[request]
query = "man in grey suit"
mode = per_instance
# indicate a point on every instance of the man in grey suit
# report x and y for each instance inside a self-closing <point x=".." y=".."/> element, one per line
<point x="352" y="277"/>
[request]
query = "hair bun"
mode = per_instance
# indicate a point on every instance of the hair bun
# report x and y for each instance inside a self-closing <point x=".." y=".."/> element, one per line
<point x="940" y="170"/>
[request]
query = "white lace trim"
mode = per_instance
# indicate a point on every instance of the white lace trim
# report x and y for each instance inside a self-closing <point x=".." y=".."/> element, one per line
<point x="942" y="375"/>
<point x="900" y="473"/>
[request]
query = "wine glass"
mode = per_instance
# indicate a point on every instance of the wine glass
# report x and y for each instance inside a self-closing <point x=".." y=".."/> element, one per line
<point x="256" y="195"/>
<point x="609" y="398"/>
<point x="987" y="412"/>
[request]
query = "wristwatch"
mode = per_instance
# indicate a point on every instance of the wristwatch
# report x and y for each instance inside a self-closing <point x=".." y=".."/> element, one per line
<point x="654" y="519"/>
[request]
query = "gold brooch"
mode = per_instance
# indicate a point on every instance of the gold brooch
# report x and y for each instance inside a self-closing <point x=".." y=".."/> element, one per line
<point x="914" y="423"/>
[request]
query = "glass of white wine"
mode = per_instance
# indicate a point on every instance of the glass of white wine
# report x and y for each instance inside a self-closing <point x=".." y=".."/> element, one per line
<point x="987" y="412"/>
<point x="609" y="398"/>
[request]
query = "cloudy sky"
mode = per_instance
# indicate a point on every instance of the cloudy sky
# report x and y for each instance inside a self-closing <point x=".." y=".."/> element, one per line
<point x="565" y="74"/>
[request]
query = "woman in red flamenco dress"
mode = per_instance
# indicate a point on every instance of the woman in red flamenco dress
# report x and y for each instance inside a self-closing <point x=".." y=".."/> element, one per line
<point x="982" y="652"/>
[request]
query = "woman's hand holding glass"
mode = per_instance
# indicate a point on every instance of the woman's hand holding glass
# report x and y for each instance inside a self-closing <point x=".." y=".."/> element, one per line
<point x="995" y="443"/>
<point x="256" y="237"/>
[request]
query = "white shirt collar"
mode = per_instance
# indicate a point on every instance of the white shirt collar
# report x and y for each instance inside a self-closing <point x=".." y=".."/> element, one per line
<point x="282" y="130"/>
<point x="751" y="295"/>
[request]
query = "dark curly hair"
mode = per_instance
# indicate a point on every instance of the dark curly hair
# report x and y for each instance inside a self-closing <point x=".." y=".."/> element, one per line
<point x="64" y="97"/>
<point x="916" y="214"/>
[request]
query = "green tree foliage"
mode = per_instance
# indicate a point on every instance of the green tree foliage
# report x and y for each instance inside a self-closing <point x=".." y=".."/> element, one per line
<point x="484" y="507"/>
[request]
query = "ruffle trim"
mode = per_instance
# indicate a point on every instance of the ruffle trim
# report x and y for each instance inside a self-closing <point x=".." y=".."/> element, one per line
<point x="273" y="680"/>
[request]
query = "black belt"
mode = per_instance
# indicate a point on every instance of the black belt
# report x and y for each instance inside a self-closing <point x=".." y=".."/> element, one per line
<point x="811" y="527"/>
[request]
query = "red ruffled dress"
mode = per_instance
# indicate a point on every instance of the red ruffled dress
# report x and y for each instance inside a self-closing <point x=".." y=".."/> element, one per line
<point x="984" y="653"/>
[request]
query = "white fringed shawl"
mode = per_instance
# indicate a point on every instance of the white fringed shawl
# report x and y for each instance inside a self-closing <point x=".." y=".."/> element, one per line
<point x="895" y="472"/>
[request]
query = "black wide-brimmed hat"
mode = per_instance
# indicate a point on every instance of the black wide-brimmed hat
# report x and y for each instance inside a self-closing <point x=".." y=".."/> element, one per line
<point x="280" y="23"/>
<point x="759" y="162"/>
■ ■ ■ ■
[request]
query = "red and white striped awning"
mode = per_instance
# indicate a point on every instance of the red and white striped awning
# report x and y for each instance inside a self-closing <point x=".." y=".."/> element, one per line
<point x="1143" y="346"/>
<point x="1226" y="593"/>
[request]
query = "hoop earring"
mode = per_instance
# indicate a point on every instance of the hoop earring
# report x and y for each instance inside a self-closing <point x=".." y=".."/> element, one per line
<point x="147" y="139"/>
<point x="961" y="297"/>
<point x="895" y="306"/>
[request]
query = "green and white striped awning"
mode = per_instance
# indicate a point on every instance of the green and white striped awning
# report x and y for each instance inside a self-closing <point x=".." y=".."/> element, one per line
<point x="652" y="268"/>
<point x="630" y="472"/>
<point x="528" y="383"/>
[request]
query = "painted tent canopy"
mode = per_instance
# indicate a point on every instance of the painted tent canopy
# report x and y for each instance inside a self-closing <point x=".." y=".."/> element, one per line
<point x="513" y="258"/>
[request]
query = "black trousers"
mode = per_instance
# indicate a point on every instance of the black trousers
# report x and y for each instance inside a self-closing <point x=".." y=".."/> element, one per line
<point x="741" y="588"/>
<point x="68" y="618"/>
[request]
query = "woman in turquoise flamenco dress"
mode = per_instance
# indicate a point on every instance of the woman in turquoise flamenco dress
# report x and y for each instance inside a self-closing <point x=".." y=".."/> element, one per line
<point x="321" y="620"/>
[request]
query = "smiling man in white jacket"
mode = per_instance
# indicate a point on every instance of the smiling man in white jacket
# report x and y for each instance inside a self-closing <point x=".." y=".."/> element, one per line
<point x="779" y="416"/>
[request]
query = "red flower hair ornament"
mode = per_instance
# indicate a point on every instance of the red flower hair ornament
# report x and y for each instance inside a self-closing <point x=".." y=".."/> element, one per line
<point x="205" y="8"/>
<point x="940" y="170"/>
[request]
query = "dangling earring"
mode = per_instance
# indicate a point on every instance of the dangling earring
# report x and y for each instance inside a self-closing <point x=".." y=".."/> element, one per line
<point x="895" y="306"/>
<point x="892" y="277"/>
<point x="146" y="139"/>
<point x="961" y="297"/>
■ ■ ■ ■
* [WHAT YOU ARE ASKED TO DO]: How many lines in the two blocks of entries above contain the word "shawl"? Reply with the number alone.

* [WRITTEN SOLUTION]: 2